--- Extracted material Enclosed Below ---
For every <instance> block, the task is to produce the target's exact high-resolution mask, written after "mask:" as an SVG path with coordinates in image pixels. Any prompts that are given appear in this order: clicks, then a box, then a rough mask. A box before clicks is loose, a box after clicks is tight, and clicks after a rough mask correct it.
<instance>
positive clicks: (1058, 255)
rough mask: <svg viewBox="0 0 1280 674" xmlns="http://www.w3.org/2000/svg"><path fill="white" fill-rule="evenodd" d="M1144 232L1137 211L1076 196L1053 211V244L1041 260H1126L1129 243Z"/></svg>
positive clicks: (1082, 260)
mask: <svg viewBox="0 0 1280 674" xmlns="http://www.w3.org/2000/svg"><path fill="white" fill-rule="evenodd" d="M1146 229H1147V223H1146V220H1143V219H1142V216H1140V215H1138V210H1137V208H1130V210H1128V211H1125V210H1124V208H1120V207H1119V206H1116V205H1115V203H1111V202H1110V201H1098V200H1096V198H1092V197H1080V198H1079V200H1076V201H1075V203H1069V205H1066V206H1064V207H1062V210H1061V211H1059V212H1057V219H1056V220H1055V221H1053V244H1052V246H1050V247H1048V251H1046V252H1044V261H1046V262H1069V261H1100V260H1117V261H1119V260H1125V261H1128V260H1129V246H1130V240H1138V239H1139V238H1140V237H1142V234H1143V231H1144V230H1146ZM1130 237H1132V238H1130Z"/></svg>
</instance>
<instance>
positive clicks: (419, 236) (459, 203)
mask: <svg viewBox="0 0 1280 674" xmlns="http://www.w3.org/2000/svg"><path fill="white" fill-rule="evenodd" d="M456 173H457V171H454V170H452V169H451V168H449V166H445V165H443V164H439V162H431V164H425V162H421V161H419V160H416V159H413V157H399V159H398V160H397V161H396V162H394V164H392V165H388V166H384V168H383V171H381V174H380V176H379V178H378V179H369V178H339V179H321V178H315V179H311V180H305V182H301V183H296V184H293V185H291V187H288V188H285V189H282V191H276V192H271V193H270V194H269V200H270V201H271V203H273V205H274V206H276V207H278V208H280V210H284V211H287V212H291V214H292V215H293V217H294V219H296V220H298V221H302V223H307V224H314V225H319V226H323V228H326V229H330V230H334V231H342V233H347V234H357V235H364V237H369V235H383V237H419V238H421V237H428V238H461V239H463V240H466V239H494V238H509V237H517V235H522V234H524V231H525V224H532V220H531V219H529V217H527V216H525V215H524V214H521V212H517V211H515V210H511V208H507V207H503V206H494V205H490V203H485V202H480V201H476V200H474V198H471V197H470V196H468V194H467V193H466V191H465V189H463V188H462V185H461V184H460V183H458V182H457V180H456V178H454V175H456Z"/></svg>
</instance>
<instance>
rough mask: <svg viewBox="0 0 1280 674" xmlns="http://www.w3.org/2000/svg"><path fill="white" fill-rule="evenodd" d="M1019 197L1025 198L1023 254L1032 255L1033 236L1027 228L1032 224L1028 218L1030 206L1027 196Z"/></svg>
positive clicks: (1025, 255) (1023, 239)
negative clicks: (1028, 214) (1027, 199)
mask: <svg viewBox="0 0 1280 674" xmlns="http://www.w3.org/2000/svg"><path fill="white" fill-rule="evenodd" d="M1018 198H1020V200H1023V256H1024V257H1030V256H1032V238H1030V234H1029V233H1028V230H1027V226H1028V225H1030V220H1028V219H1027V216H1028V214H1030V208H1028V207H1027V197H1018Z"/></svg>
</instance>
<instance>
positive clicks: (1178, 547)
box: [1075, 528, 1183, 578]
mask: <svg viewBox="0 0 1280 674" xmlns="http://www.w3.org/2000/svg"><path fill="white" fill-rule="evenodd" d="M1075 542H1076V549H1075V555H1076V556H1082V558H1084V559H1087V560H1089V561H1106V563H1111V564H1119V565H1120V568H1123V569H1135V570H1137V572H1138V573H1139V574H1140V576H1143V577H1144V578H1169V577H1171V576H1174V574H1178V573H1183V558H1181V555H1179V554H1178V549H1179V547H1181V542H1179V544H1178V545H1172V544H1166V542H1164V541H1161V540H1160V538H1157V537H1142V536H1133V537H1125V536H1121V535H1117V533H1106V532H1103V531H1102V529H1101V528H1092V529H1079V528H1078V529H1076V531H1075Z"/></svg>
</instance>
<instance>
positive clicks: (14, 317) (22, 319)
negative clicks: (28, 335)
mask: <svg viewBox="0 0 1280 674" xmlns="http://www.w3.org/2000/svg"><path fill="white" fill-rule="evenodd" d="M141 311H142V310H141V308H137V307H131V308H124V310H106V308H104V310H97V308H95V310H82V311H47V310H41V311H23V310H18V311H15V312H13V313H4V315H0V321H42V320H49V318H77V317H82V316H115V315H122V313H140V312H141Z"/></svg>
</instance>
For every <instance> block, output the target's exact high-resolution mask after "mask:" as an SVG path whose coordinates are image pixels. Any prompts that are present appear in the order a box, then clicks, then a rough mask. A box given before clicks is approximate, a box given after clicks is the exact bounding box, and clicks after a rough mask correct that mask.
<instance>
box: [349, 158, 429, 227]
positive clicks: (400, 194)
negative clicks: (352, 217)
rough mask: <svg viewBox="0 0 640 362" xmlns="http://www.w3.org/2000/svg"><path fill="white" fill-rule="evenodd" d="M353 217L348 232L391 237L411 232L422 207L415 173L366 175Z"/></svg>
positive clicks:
--- End of Enclosed Extracted material ---
Return all the lines above exactly as given.

For every <instance> block, the task is to produce the target's exact high-resolution mask, written after "mask:" as an SVG path with coordinates in image pixels. Any prompts that are given appear in this order: clicks, then a box, then a rough mask. A box before clicks is loose, a box after clicks is tight, and clicks after a rough mask correct it.
<instance>
positive clicks: (1058, 255)
rough mask: <svg viewBox="0 0 1280 674" xmlns="http://www.w3.org/2000/svg"><path fill="white" fill-rule="evenodd" d="M1144 232L1137 211L1076 196L1053 211V244L1041 260H1126L1129 243Z"/></svg>
positive clicks: (1082, 260)
mask: <svg viewBox="0 0 1280 674" xmlns="http://www.w3.org/2000/svg"><path fill="white" fill-rule="evenodd" d="M1146 229H1147V223H1146V220H1143V219H1142V216H1140V215H1138V210H1137V208H1130V210H1128V211H1125V210H1124V208H1120V207H1119V206H1116V205H1115V203H1111V202H1110V201H1098V200H1096V198H1092V197H1080V198H1079V200H1076V201H1075V203H1069V205H1066V206H1064V207H1062V210H1061V211H1059V212H1057V219H1056V220H1055V221H1053V244H1052V246H1050V247H1048V251H1046V252H1044V261H1046V262H1069V261H1100V260H1117V261H1119V260H1125V261H1128V260H1129V246H1130V240H1138V239H1139V238H1140V237H1142V234H1143V231H1144V230H1146ZM1130 237H1132V238H1130Z"/></svg>
</instance>
<instance>
positive clicks: (419, 236) (459, 203)
mask: <svg viewBox="0 0 1280 674" xmlns="http://www.w3.org/2000/svg"><path fill="white" fill-rule="evenodd" d="M456 173H457V171H454V170H452V169H451V168H449V166H445V165H443V164H439V162H431V164H425V162H421V161H419V160H416V159H413V157H399V159H398V160H397V161H396V162H394V164H392V165H388V166H384V168H383V171H381V174H380V176H379V178H378V179H369V178H339V179H321V178H315V179H311V180H305V182H301V183H296V184H293V185H291V187H288V188H285V189H282V191H276V192H271V193H270V194H269V200H270V201H271V203H273V205H274V206H276V207H278V208H280V210H284V211H287V212H291V214H292V215H293V217H294V219H296V220H298V221H302V223H307V224H314V225H319V226H323V228H326V229H330V230H334V231H342V233H347V234H357V235H364V237H369V235H383V237H419V238H421V237H428V238H461V239H463V240H466V239H494V238H509V237H517V235H522V234H524V231H525V224H532V220H531V219H529V217H527V216H525V215H524V214H521V212H517V211H515V210H511V208H507V207H503V206H494V205H490V203H485V202H480V201H476V200H474V198H471V197H470V196H468V194H467V193H466V191H465V189H463V188H462V185H461V184H460V183H458V182H457V180H456V178H454V175H456Z"/></svg>
</instance>
<instance>
rough mask: <svg viewBox="0 0 1280 674" xmlns="http://www.w3.org/2000/svg"><path fill="white" fill-rule="evenodd" d="M1019 197L1025 198L1023 254L1032 255L1033 236L1027 228L1032 224L1028 218L1030 206L1027 196Z"/></svg>
positive clicks: (1025, 255) (1023, 239)
negative clicks: (1028, 214) (1027, 199)
mask: <svg viewBox="0 0 1280 674" xmlns="http://www.w3.org/2000/svg"><path fill="white" fill-rule="evenodd" d="M1018 198H1020V200H1023V256H1024V257H1030V256H1032V238H1030V234H1029V233H1028V230H1027V226H1028V225H1030V220H1028V219H1027V216H1028V214H1030V208H1028V207H1027V197H1018Z"/></svg>
</instance>
<instance>
positive clicks: (1178, 547)
box: [1075, 528, 1183, 578]
mask: <svg viewBox="0 0 1280 674" xmlns="http://www.w3.org/2000/svg"><path fill="white" fill-rule="evenodd" d="M1075 542H1076V549H1075V555H1076V556H1082V558H1084V559H1087V560H1089V561H1106V563H1111V564H1119V565H1120V568H1123V569H1135V570H1137V572H1138V573H1139V574H1140V576H1143V577H1144V578H1169V577H1171V576H1174V574H1178V573H1183V558H1181V555H1179V554H1178V549H1179V547H1181V542H1179V544H1178V545H1172V544H1166V542H1164V541H1161V540H1160V538H1157V537H1142V536H1133V537H1125V536H1121V535H1117V533H1106V532H1103V531H1102V529H1101V528H1092V529H1079V528H1078V529H1076V531H1075Z"/></svg>
</instance>
<instance>
positive clicks: (14, 317) (22, 319)
negative clicks: (28, 335)
mask: <svg viewBox="0 0 1280 674" xmlns="http://www.w3.org/2000/svg"><path fill="white" fill-rule="evenodd" d="M141 311H142V310H141V308H137V307H131V308H124V310H106V308H104V310H97V308H95V310H82V311H47V310H41V311H23V310H18V311H15V312H13V313H4V315H0V321H42V320H49V318H77V317H82V316H115V315H122V313H140V312H141Z"/></svg>
</instance>
For every <instance> block, output the target's exact high-resolution mask after "mask:" as an SVG path whose coordinates are image pixels. Any prompts that are present appear in the order a box, then clicks, then a rough mask. A box given before clicks is approximate, a box given after clicks is the exact bounding box, and clicks after a rough mask correct that mask.
<instance>
box: [349, 158, 429, 227]
positive clicks: (400, 194)
negative clicks: (352, 217)
rough mask: <svg viewBox="0 0 640 362" xmlns="http://www.w3.org/2000/svg"><path fill="white" fill-rule="evenodd" d="M353 217L348 232L391 237L411 232L422 207L415 173L366 175Z"/></svg>
positive clicks:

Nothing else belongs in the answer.